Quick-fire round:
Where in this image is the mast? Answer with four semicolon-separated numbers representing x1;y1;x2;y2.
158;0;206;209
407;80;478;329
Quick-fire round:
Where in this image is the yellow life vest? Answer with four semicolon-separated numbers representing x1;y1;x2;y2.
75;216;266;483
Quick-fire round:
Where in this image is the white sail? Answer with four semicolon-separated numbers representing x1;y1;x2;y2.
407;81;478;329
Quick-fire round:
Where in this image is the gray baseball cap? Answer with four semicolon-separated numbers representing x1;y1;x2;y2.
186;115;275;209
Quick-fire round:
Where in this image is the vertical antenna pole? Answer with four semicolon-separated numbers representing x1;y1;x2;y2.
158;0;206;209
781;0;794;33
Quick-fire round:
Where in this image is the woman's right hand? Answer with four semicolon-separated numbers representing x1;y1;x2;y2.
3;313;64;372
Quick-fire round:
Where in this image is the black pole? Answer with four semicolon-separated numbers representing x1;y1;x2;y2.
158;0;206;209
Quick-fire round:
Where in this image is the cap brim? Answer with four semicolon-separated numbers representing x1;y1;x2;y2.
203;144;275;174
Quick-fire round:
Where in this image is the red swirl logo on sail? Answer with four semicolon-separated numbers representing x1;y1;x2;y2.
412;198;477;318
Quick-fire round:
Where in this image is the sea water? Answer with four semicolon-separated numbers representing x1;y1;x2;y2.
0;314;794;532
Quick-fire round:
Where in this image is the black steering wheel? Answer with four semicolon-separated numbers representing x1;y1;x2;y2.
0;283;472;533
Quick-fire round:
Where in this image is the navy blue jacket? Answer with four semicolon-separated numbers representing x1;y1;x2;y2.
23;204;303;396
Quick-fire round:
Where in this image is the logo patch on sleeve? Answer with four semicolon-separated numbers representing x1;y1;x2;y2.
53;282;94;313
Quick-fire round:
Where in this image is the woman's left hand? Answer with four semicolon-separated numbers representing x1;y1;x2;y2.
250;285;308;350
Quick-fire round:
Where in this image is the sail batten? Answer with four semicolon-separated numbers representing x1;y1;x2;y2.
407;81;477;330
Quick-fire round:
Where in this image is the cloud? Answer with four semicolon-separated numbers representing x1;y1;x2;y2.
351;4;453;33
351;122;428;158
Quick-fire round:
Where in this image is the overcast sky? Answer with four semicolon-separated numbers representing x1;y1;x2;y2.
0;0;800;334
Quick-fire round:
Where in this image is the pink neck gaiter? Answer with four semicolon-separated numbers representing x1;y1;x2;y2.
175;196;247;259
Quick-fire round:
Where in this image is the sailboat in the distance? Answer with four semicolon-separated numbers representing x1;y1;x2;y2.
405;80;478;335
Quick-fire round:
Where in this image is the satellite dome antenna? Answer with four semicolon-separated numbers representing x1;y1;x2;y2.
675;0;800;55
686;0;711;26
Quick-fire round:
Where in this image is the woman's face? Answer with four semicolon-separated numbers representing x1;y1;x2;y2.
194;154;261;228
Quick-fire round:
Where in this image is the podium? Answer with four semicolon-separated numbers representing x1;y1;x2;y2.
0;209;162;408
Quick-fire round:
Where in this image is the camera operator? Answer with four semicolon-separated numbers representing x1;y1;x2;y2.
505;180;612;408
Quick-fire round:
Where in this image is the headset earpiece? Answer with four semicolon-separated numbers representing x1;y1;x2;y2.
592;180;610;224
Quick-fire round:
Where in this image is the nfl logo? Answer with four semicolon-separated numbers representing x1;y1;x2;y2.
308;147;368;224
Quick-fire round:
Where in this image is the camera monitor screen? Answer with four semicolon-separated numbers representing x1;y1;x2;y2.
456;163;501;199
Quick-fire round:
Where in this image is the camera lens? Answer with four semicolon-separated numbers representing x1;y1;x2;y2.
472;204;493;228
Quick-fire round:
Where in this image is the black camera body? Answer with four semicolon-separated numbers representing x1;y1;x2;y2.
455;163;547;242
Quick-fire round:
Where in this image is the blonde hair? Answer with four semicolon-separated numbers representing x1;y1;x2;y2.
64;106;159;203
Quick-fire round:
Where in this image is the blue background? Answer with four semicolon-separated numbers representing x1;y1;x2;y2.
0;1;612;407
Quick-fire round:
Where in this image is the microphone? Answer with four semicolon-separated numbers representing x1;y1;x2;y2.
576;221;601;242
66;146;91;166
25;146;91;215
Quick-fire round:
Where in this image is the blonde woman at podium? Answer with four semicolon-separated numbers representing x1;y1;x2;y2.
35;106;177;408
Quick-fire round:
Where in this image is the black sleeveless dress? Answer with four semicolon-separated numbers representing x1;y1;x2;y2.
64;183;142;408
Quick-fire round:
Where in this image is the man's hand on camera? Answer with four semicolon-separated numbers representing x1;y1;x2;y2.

**TASK DESCRIPTION:** Can you copy every one of the records above line for line, with no changes?

**WRITTEN SOLUTION:**
Quick-fire round:
Where in this image is the mast? Answer with four semicolon-separated numbers representing x1;y1;x2;y2.
158;0;206;209
407;80;478;329
Quick-fire round:
Where in this image is the yellow life vest? Answer with four semicolon-separated numbers representing x1;y1;x2;y2.
75;216;266;483
Quick-fire round:
Where in this image is the white sail? Answer with four semicolon-separated numbers representing x1;y1;x2;y2.
407;81;478;329
Quick-fire round:
Where in this image is the gray baseball cap? Answer with four semicolon-separated numbers representing x1;y1;x2;y2.
186;115;275;209
Quick-fire round:
Where in this image is the vertical antenna pole? Answer with four semicolon-separated numbers representing x1;y1;x2;y2.
158;0;206;209
781;0;794;33
Quick-fire round:
Where in this image is the woman's right hand? Answer with four semicolon-separated numbers representing x1;y1;x2;y2.
3;313;64;372
Quick-fire round:
Where in this image is the black pole? Answer with four semicolon-separated numbers representing x1;y1;x2;y2.
158;0;206;209
Quick-fire round:
Where in this image is the cap brim? Answer with four semicolon-separated numbers representing x1;y1;x2;y2.
203;144;275;174
Quick-fire round:
Where in this image is the red swirl logo on sail? Answer with four semicolon-separated numbers representing x1;y1;x2;y2.
412;198;477;318
Quick-fire round:
Where in this image is the sea water? Answer with four semicolon-separated numbers representing x1;y1;x2;y2.
0;314;794;532
Quick-fire round:
Where in this image is the black steering wheel? Answer with four semicolon-separated numbers representing x1;y1;x2;y2.
0;283;472;533
Quick-fire round:
Where in this image is the navy blue jacket? Answer with four semicolon-separated numbers representing x1;y1;x2;y2.
23;204;303;396
Quick-fire round:
Where in this image is the logo patch on sleeve? Answer with four semicolon-separated numbers representing x1;y1;x2;y2.
53;282;94;313
Quick-fire round:
Where in this image is the woman's left hand? Answer with four semicolon-separated numbers representing x1;y1;x2;y2.
250;285;308;350
Quick-fire round:
Where in this image is the sail batten? Answer with four semicolon-separated numbers representing x1;y1;x2;y2.
407;81;477;330
Quick-fire round:
Where in this image is the cloud? Answer with four semicolon-separated numbers representing x1;y1;x2;y2.
351;4;453;33
351;122;428;158
Quick-fire round:
Where in this image is the overcast sky? Answer with four semicolon-separated numbers representing x1;y1;x2;y2.
0;0;800;334
Quick-fire round:
Where in this image is the pink neck gaiter? Answer with four semicolon-separated numbers representing x1;y1;x2;y2.
175;196;247;259
Quick-fire round:
Where in this image is the sailboat in the distance? Answer with four semicolon-separated numbers representing x1;y1;x2;y2.
405;80;478;335
Quick-fire round:
Where in this image is the satellite dome antenna? Answer with four semicolon-separated numbers representing x1;y1;x2;y2.
675;0;800;55
686;0;711;26
Quick-fire round:
Where in this image is the woman's face? Answer with four semicolon-separated numbers representing x1;y1;x2;y2.
194;154;261;228
Quick-fire round:
Where in this image is the podium? Answer with four semicolon-separated numbers representing x1;y1;x2;y2.
0;209;162;408
Quick-fire round:
Where in this image is the camera operator? Answer with four semicolon-separated numbers representing x1;y1;x2;y2.
505;180;612;408
Quick-fire round:
Where in this image is the headset earpiece? Answer with four semicolon-separated numbers representing x1;y1;x2;y2.
592;180;610;224
Quick-fire round:
Where in this image is the nfl logo? Answer with four semicolon-separated numbers representing x1;y1;x2;y2.
308;147;368;224
Quick-fire round:
Where in this image is the camera monitor screen? Answer with four semicolon-separated numbers representing x1;y1;x2;y2.
456;163;501;199
Quick-fire round:
Where in this image is the camera lens? Answer with four semicolon-separated numbers representing x1;y1;x2;y2.
472;204;493;228
Quick-fire round:
Where in this image is the black camera body? Answer with four semicolon-separated numbers representing x1;y1;x2;y2.
455;163;547;242
Quick-fire round:
Where in this image is the blonde hair? Answer with four semicolon-separated numbers representing x1;y1;x2;y2.
64;106;159;203
Quick-fire round:
Where in this image is the blue background? Answer with four semicolon-separated numbers representing x1;y1;x2;y2.
0;1;612;407
Quick-fire round:
Where in this image is the microphone? Answer with four semicolon-separated numbers representing x1;y1;x2;y2.
576;221;601;242
66;146;91;166
25;146;91;215
Quick-fire round:
Where in this image is the blonde woman at podium? Answer with four semicolon-separated numbers representing x1;y1;x2;y2.
35;106;177;408
Quick-fire round:
Where in this image is the black sleeveless dress? Answer with four semicolon-separated numbers representing x1;y1;x2;y2.
64;183;142;408
Quick-fire round:
Where in this image is the man's hand on camera? Answer with four semicolon-separated numbers representing x1;y1;x2;y2.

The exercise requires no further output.